* [WHAT IS REQUIRED]: How many lines in the listing below contain the string "light"? Reply with the number alone.

* [MATERIAL TO PROCESS]:

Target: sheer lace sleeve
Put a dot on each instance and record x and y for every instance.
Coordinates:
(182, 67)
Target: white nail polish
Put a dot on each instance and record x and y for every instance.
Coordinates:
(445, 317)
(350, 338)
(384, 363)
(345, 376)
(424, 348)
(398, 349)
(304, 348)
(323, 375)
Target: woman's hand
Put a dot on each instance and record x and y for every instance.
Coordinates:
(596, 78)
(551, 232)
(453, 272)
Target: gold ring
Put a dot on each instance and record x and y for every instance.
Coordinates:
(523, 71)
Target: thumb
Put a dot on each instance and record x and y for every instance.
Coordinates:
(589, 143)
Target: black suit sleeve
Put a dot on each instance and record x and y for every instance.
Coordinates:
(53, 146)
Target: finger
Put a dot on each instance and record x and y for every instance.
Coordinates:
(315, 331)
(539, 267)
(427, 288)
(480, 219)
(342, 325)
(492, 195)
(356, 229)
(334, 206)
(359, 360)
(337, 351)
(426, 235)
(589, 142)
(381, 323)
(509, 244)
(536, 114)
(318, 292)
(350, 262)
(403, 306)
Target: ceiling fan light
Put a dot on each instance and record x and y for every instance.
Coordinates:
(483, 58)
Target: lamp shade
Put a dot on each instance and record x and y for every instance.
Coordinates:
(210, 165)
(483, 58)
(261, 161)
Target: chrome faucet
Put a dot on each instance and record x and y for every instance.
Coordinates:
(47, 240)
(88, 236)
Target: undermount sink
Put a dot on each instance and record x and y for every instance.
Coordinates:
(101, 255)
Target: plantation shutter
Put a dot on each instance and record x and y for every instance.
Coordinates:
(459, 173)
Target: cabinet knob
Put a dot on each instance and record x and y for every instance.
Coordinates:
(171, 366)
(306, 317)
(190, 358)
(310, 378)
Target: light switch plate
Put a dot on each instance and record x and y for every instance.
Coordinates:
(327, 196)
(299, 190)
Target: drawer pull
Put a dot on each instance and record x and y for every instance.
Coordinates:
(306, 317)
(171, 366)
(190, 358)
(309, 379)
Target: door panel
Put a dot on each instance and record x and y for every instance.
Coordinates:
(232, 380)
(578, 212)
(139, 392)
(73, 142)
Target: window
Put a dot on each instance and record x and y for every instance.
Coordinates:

...

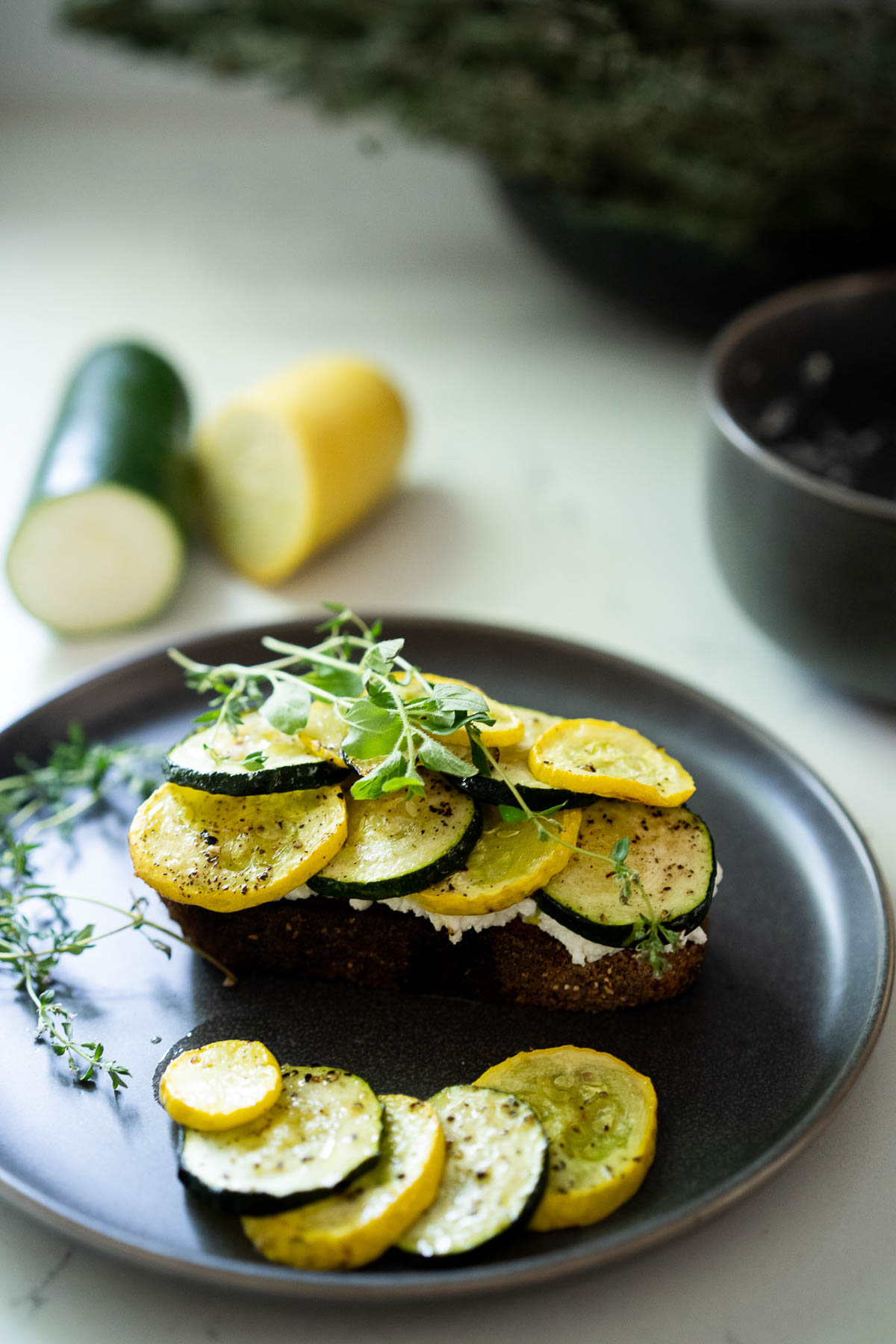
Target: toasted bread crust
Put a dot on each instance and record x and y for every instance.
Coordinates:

* [SOLVED EXERCISE]: 2